## REQUIRED WORK
Write out the data exactly, every line included.

## Phrase grounding data
============================================================

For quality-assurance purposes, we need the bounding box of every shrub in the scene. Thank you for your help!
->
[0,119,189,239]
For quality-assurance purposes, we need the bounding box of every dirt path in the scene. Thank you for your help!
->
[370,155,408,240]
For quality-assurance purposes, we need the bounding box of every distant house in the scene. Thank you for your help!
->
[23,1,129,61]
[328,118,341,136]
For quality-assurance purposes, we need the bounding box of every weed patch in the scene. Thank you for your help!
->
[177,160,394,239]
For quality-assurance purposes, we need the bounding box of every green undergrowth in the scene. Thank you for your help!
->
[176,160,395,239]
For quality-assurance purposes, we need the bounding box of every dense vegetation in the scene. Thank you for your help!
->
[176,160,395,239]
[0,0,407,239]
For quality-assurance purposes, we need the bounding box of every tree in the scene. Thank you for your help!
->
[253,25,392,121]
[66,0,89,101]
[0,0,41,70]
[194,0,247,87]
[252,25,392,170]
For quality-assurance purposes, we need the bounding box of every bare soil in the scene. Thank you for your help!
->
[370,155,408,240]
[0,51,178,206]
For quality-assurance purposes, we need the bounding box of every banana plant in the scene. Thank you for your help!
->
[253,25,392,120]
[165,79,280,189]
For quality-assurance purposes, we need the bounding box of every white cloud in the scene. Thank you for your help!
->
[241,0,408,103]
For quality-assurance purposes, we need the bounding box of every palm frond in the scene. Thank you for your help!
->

============================================================

## EXERCISE ANSWER
For quality-assurance purposes, we need the bounding box of every shrub in the scene. Thank you for your help!
->
[0,119,189,239]
For quality-assurance purposes, we need the bounding box of every dirt path in the scene. Thank you for your help!
->
[370,155,408,240]
For quality-assurance purposes, we need the bounding box of every distant house in the scene. Thank you for your help!
->
[23,1,129,61]
[328,118,341,136]
For quality-assurance purposes, we need the bounding box of every weed patch in the scene. Thank you for your help!
->
[177,160,394,239]
For quality-assurance purposes, we need the bounding box of every green undergrowth in the scene. Thank you for your help!
->
[176,160,395,239]
For quality-assurance purposes, we need the bounding box of every dense vegetation in the scene. Thank you for your help!
->
[176,160,395,239]
[0,0,407,239]
For quality-assurance purposes, we need the bounding box of every tree in the scene. Thank you for your help!
->
[253,25,392,121]
[66,0,89,101]
[0,0,41,70]
[194,0,247,87]
[252,25,392,170]
For quality-assurance purposes, we need the bounding box of every bare soil in the scene. Thank you for your help!
->
[370,155,408,240]
[0,51,178,206]
For quality-assurance purposes, we need the bounding box of every banana plant in the scene. Thank you for your help!
->
[253,25,392,120]
[165,79,280,189]
For quality-assurance purposes, we need the bounding box of every white cloud in the scene. Thank you for your help!
->
[241,0,408,103]
For quality-assurance purposes, we need the bounding box of every palm frond in the scene. Thank you for your help!
->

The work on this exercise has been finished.